■ DESCRIPTION OF THE TASK
Reprint the entire listing exactly.

+ + + + +

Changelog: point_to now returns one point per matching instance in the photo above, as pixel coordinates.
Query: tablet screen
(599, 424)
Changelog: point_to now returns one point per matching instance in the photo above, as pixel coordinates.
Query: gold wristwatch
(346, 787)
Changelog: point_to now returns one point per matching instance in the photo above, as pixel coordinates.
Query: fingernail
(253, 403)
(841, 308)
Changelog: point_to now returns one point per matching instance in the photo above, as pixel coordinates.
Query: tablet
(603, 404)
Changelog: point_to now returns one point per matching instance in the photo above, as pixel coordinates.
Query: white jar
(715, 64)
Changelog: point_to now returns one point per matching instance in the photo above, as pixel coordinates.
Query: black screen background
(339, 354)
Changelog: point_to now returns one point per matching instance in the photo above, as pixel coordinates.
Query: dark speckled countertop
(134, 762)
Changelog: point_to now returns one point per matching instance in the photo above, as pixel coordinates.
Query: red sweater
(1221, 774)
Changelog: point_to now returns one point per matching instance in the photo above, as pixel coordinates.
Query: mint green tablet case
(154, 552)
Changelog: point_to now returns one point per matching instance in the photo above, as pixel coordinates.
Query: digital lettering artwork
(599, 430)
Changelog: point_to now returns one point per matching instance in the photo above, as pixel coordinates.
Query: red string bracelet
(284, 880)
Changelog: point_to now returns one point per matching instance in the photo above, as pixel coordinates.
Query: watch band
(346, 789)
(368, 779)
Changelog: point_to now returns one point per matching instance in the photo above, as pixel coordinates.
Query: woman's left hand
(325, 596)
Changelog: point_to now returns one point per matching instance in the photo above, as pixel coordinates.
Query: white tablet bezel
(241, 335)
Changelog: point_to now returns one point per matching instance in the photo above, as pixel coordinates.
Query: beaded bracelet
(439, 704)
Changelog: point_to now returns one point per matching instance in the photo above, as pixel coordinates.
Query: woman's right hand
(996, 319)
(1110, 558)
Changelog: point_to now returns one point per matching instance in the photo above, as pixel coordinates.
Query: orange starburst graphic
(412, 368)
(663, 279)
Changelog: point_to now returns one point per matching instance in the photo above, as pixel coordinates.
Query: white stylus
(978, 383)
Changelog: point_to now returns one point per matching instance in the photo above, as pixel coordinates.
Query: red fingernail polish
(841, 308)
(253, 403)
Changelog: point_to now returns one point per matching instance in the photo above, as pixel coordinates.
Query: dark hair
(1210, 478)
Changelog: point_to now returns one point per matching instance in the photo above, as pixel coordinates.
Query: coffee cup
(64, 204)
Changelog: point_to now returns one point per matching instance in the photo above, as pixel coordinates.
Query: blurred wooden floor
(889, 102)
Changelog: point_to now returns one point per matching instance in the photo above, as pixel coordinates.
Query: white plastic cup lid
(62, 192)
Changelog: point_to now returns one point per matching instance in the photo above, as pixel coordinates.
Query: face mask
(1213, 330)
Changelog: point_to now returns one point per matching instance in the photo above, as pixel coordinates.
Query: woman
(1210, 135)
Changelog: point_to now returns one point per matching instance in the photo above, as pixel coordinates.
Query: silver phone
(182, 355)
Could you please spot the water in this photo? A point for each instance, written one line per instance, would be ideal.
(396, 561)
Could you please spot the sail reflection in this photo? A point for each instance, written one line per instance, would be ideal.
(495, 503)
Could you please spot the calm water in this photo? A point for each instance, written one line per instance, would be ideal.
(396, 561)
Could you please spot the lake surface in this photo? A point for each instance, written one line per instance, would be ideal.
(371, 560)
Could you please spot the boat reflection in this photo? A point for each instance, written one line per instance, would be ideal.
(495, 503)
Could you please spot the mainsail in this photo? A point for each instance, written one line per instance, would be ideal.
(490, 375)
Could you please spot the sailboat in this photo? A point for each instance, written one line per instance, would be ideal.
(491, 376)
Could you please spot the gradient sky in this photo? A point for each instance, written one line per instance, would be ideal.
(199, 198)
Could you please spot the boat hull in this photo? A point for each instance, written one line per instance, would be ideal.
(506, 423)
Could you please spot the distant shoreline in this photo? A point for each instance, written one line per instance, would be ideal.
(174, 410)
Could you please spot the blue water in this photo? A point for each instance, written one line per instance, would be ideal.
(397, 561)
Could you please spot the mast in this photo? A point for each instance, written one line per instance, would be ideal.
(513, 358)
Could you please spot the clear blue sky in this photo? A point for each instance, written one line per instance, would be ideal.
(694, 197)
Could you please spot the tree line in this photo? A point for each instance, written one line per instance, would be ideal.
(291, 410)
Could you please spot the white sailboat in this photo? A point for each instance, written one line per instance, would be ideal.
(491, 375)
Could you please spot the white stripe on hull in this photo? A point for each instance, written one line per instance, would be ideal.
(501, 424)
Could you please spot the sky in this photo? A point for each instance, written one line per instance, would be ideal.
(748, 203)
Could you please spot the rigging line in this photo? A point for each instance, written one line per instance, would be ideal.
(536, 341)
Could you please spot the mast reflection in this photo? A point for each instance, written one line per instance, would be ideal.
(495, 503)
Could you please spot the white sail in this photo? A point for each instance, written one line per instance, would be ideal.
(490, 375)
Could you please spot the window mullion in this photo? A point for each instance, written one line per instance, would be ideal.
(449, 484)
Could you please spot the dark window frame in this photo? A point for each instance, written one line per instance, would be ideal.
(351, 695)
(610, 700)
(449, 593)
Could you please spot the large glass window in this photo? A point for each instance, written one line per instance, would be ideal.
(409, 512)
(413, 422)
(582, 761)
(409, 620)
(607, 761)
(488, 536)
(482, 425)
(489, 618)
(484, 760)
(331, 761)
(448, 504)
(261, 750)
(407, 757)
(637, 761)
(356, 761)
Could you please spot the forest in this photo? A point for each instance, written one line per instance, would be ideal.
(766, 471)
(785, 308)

+ + + + +

■ OUTPUT BELOW
Changelog: point_to now returns one point per matching instance in the photo above, as pixel coordinates.
Query: tablet screen
(599, 424)
Changelog: point_to now returns one point per matching instance in the photo above, as pixel coordinates.
Query: gold wristwatch
(346, 787)
Changelog: point_to now returns one point per matching instance in the photo above, as pixel coordinates.
Query: fingernail
(253, 403)
(841, 308)
Changelog: point_to now returns one point per matching instance in the photo above, as pixel coordinates.
Query: tablet
(603, 404)
Changelog: point_to now returns one point per matching instance in the photo above, as pixel coordinates.
Query: white jar
(715, 64)
Changelog: point_to now returns one point per matching instance in the photo above, as pixel coordinates.
Query: black screen background
(339, 354)
Changelog: point_to now returns one point per matching instance in the photo above, as pixel coordinates.
Query: dark speckled countertop
(134, 762)
Changelog: point_to now returns one point per matching instance in the photo above, as pixel coordinates.
Query: red sweater
(1221, 774)
Changelog: point_to now returns one point per matching instance in the photo above, as pixel coordinates.
Query: mint green tablet case
(154, 552)
Changelog: point_to now returns one point per matching instance in the photo above, as pixel coordinates.
Query: digital lettering artwork
(599, 430)
Changelog: point_to now returns one point per matching instance in the photo above, as pixel coordinates.
Query: red string bracelet
(284, 880)
Changelog: point_to now returns one point per matching instance in the photo above, as pixel coordinates.
Query: watch band
(346, 789)
(368, 779)
Changelog: point_to now returns one point per matching instance in the photo above, as pixel coordinates.
Query: woman's left hand
(325, 596)
Changelog: point_to now returns one point per matching instance in the photo above, as pixel coordinates.
Query: white tablet bezel
(241, 335)
Changelog: point_to now returns one point per matching instance in the photo above, as pixel coordinates.
Query: beaded bracelet
(439, 704)
Changelog: point_to now returns one point per matching instance in the photo above, as pixel coordinates.
Query: woman's right hand
(996, 319)
(1110, 558)
Changelog: point_to now returns one point per matching instance in the photo above, as pixel coordinates.
Query: orange starburst graphic
(412, 368)
(663, 279)
Changelog: point_to now returns one point per matching instance in the photo above, as pixel coordinates.
Query: white stylus
(978, 383)
Changelog: point_to now returns one point per matching instance in the photo above, as pixel coordinates.
Query: red fingernail polish
(841, 308)
(253, 403)
Changelog: point_to now returns one point per matching instance in the photo above, as pixel coordinates.
Query: dark hair
(1210, 478)
Changelog: point_to now returns one point per matching instance in the photo above, as pixel coordinates.
Query: coffee cup
(64, 204)
Changelog: point_to now returns one point per matching instance in the photo above, as pixel coordinates.
Query: blurred wooden floor
(889, 102)
Changelog: point_to now returns one point per matching instance in the photo above, as pixel coordinates.
Query: white plastic cup lid
(62, 192)
Changelog: point_to now returns one point per matching instance in the photo above, as pixel coordinates.
Query: face mask
(1213, 330)
Changelog: point_to now returns one point per matching instance in the photo above, as pixel coordinates.
Query: woman
(1210, 135)
Changelog: point_to now returns one point per matching instance in the photo above, as pixel coordinates.
Query: silver phone
(182, 355)
Could you please spot the water in this photo? A point for each instance, written one line per instance, would be ideal.
(396, 561)
Could you please spot the sail reflection in this photo? A point for each instance, written one line per instance, would be ideal.
(495, 503)
Could you please spot the calm water in this photo? A point for each instance, written one line per instance, would be ideal.
(396, 561)
Could you please spot the lake surface in this photo? A point for each instance, written one line per instance, would be ideal.
(371, 560)
Could you please spot the boat reflection in this photo? A point for each instance, written one line per instance, would be ideal.
(495, 503)
Could you please spot the mainsail in this photo? A point for each instance, written one line per instance, would be ideal.
(490, 375)
Could you please spot the sailboat in this photo? A point for each instance, written one line per instance, would be ideal.
(491, 376)
Could you please spot the gradient sky in this photo? A point for each instance, written one line per instance, would be ideal.
(199, 198)
Could you please spot the boat hull in this photo? A point for each instance, written one line per instance, would be ideal.
(506, 423)
Could you please spot the distant shoreline in this photo? A point for each instance, written one line per instance, would be ideal.
(174, 410)
Could you please spot the blue water in this photo? A point for each instance, written one line per instance, would be ideal.
(397, 561)
Could you please spot the mast in this photo? A point for each instance, written one line per instance, would be ideal.
(513, 358)
Could you please spot the clear blue sky in this photo? A point for each instance, written one line per instance, would be ideal.
(694, 197)
Could you please spot the tree line in this photo? A point for each instance, written one line per instance, would be ideal.
(291, 410)
Could you please spot the white sailboat in this photo? A point for each instance, written one line per instance, would be ideal.
(491, 375)
Could you please spot the white stripe on hull in this photo? A point for each instance, written one line per instance, would be ideal.
(501, 424)
Could you please spot the sky in this photo? A point for each instance, written one line per instance, would be ideal.
(748, 203)
Could you please spot the rigging line in this photo? A point for each instance, written one line per instance, would be ideal.
(536, 341)
Could you please spot the mast reflection in this photo? A point for each instance, written one line per instance, would be ideal.
(495, 503)
Could you please spot the white sail in this photo? A point for each instance, written one line per instance, would be ideal.
(490, 375)
Could you please spot the window mullion in this photo? A point for each instance, written one line per instance, would be ideal.
(449, 484)
Could you please spot the dark window frame in this photo? A point for each instance, written one line per instance, would be ideal.
(351, 695)
(610, 700)
(449, 593)
Could you please spot the large glass window in this photo? A point for each instance, written one line per instance, would be ideal.
(409, 512)
(413, 422)
(582, 761)
(409, 620)
(607, 761)
(488, 536)
(482, 425)
(489, 618)
(484, 760)
(331, 761)
(448, 504)
(261, 750)
(407, 757)
(637, 761)
(356, 761)
Could you please spot the forest in this photo? A point for each instance, written one line per instance, would be ideal.
(766, 471)
(785, 308)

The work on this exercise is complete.